[PROBLEM TO WORK ON]
Reproduce the records below word for word, beginning at the line that contains "Mark the woman". Stop after the line that contains "(1185, 418)".
──────── SUPPLIED RECORDS ────────
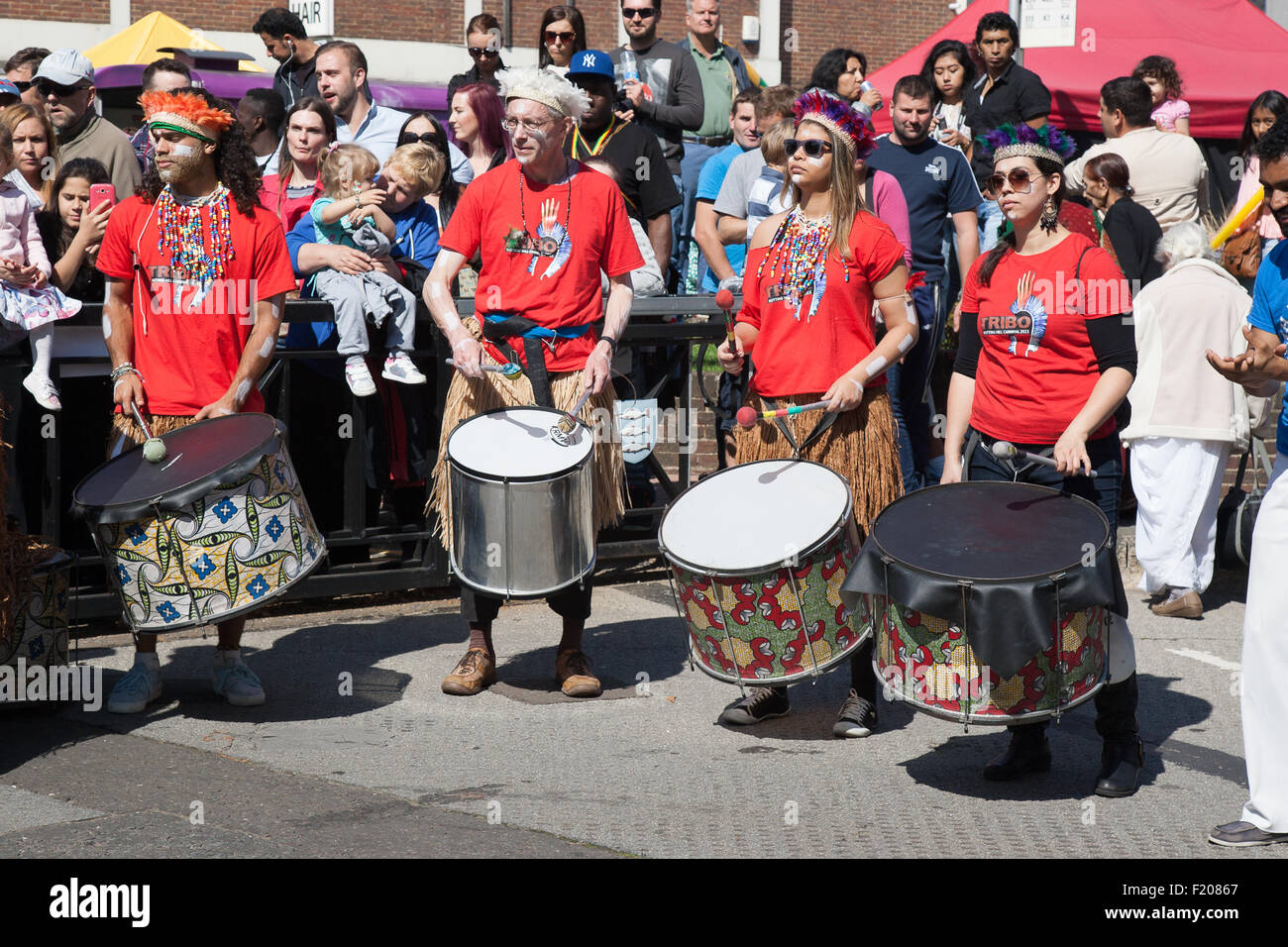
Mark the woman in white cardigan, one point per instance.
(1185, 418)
────────
──────── SUPPLIED RECORDS ────────
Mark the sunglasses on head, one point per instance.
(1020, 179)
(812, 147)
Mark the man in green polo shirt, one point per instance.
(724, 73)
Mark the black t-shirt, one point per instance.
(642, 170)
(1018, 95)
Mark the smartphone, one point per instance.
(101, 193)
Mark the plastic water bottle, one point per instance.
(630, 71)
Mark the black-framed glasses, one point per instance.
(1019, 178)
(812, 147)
────────
──────── SUPPLIED RECORDS ────────
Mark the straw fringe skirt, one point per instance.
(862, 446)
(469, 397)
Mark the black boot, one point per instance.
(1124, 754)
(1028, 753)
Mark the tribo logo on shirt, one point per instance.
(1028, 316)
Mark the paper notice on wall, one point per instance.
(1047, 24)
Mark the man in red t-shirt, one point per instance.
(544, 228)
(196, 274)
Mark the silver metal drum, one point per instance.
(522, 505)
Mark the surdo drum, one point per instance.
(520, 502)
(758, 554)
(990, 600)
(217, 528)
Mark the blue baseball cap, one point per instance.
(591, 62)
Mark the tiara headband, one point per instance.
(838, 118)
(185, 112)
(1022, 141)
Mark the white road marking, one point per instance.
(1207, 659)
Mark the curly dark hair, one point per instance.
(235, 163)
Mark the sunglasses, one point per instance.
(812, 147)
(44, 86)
────────
[WRITTEN RESPONSE]
Mark the woman in white cardigan, one point per instance.
(1185, 418)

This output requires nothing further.